Esercizio
Ricopia tale e quale tutto quello che va dalla riga con "point: firework spark" giù fino alla fine dell'elenco, prima e ultima riga comprese. Nella risposta lascia fuori le immagini.

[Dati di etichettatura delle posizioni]
********************

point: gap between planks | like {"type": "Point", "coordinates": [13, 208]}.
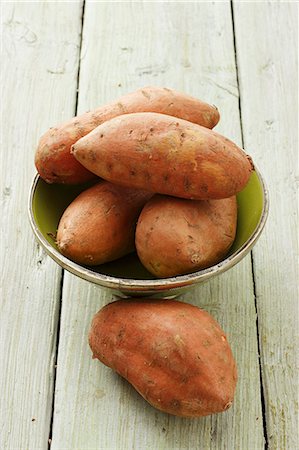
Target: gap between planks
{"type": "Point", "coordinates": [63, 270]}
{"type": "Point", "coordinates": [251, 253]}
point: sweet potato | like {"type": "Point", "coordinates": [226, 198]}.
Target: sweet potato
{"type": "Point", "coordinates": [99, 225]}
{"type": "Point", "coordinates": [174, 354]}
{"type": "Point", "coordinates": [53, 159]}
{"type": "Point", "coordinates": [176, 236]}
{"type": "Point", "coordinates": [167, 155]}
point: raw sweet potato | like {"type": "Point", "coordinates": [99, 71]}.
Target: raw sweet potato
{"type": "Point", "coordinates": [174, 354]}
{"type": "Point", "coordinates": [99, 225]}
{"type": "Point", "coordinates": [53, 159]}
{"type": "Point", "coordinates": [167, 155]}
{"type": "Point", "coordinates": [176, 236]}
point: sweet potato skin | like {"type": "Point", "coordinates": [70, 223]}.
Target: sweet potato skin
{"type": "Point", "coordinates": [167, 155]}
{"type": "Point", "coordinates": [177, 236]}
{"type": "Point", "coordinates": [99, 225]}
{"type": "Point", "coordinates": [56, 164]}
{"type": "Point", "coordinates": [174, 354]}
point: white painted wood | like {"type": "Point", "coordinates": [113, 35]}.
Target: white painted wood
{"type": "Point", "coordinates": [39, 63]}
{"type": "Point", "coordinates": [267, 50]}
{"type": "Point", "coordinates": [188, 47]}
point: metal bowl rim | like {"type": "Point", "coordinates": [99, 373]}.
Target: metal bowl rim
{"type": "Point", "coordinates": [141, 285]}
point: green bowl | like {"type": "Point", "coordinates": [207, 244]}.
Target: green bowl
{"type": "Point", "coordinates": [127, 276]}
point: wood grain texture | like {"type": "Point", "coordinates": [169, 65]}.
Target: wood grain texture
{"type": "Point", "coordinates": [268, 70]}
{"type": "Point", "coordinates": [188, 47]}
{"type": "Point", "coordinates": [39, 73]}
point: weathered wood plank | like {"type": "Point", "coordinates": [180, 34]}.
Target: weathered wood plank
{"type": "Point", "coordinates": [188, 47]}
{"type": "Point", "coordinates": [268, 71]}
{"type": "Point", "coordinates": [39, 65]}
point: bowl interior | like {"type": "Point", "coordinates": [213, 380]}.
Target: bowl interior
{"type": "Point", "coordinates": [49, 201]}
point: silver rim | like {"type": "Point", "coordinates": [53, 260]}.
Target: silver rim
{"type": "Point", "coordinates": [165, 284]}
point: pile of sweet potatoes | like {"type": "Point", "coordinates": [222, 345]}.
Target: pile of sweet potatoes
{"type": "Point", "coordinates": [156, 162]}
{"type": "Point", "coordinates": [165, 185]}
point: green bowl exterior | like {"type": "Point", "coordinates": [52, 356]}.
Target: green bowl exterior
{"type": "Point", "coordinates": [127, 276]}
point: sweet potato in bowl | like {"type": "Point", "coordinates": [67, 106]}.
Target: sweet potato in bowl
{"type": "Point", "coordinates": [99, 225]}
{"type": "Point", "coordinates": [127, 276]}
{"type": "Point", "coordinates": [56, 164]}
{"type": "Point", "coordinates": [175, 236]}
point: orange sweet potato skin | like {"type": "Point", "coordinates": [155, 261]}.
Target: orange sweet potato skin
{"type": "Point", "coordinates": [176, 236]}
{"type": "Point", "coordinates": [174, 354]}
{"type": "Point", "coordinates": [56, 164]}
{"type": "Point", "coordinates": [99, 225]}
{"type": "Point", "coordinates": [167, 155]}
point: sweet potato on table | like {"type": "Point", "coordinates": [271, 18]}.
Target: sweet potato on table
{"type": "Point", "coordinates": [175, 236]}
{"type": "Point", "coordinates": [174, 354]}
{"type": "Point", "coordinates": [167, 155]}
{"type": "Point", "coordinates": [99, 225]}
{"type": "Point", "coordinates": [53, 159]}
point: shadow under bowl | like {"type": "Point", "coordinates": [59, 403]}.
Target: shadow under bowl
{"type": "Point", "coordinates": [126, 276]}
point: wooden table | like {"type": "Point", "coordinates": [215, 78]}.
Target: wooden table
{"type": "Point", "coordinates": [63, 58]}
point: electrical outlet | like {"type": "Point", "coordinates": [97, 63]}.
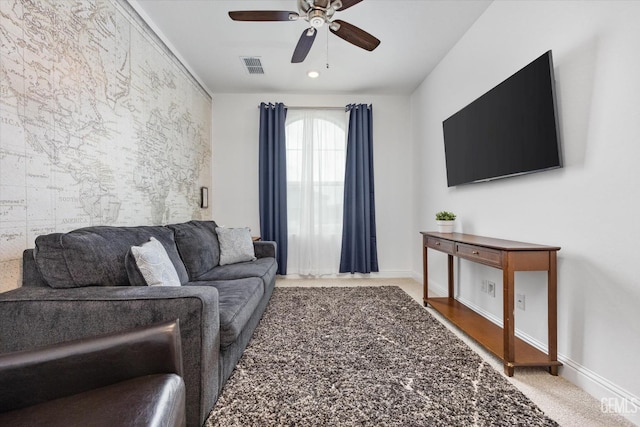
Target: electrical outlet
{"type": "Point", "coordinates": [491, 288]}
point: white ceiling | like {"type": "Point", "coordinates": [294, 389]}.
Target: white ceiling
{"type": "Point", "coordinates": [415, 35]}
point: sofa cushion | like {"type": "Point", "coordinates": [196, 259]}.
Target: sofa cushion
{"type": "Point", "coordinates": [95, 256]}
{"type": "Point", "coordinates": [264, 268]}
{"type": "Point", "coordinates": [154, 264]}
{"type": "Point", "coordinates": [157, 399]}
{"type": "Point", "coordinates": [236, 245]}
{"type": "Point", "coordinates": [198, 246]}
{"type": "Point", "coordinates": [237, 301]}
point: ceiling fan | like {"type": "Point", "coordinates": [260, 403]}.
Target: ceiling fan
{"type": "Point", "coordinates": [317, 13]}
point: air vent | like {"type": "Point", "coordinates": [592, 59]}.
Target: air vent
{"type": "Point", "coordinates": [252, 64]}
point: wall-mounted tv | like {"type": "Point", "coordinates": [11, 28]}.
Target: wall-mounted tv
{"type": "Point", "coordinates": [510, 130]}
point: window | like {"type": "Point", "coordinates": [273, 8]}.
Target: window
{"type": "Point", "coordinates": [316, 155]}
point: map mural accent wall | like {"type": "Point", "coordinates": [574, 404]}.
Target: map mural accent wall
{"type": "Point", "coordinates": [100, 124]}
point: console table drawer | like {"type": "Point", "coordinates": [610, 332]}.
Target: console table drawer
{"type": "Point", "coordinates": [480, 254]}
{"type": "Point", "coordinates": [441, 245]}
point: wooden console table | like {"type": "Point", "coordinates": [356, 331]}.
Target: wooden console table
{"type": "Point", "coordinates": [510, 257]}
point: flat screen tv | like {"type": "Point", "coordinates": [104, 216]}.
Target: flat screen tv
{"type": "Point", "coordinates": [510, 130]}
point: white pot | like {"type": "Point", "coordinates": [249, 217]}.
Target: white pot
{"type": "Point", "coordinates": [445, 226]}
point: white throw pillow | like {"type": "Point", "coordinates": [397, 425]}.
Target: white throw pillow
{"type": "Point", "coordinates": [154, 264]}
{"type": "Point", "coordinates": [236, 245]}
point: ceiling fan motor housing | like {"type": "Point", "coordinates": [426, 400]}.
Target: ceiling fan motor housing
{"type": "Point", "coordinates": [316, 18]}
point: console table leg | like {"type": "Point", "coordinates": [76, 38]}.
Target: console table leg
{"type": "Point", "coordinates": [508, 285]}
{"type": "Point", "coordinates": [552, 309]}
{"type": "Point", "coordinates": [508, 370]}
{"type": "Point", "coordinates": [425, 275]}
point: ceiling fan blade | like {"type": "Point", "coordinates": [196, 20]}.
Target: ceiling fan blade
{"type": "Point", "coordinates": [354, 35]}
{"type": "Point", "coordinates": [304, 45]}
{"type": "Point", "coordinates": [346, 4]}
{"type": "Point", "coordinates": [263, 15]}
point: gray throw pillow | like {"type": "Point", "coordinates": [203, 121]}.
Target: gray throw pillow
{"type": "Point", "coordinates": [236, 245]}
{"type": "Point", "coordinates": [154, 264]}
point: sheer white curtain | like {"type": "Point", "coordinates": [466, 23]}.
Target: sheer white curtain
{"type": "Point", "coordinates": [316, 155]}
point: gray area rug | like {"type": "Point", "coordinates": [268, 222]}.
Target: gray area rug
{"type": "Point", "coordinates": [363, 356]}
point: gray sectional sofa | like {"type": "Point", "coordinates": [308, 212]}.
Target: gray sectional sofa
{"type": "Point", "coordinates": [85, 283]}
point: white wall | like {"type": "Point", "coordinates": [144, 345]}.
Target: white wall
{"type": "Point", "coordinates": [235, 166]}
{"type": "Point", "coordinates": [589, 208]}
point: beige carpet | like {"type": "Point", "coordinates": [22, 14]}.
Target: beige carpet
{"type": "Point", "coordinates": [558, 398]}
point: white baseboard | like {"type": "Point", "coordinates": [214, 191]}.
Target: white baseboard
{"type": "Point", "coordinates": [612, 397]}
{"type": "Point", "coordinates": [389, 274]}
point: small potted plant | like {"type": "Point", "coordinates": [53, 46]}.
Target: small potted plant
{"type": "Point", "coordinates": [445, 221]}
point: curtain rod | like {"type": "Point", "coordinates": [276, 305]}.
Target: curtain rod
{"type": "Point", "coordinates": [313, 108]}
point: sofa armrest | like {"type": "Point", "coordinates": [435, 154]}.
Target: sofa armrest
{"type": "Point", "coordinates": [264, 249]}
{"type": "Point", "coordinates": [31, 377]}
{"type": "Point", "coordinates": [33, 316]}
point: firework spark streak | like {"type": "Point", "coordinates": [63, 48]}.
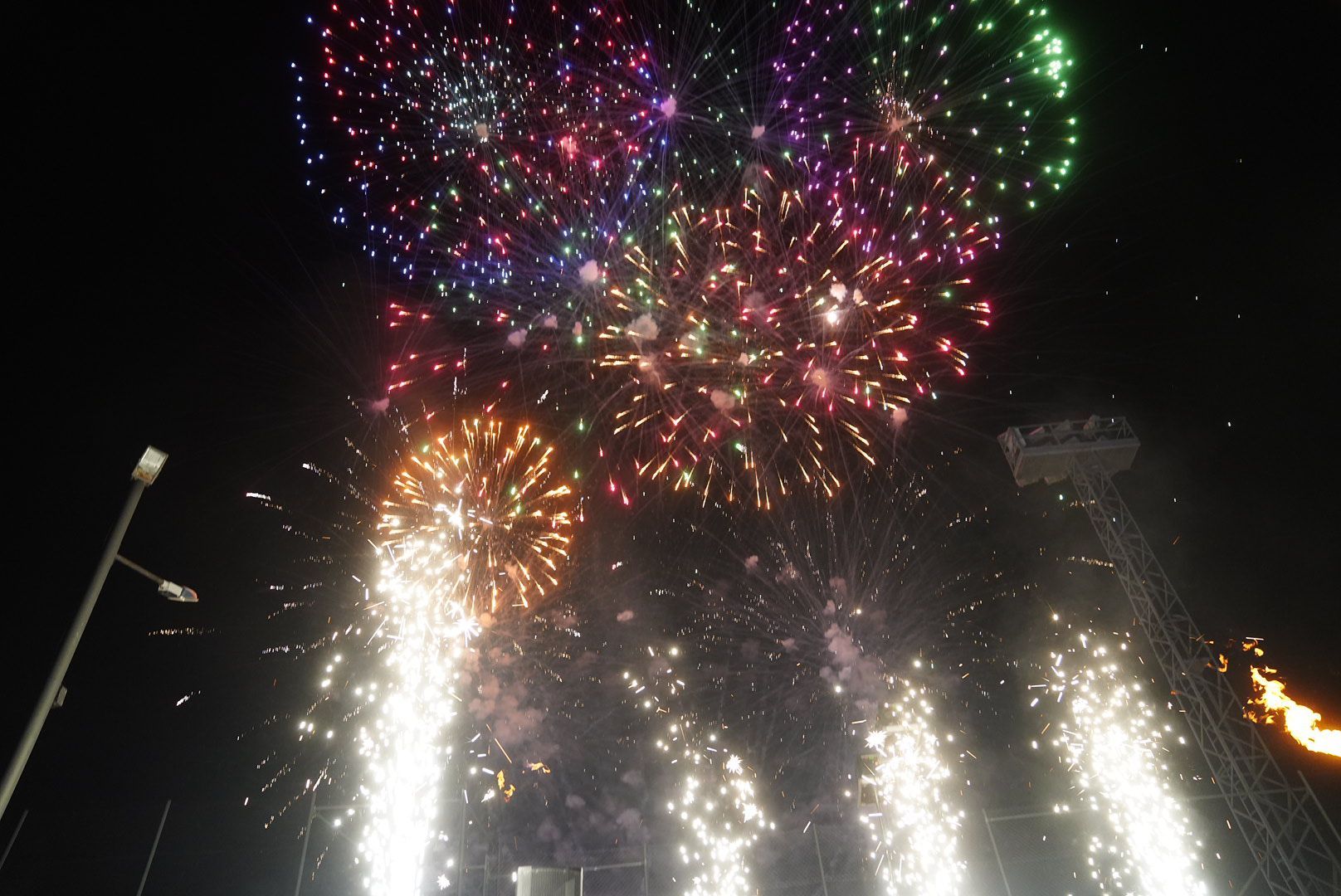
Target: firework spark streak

********************

Soluzione
point: firework spark streak | like {"type": "Point", "coordinates": [63, 48]}.
Target: firework spark streak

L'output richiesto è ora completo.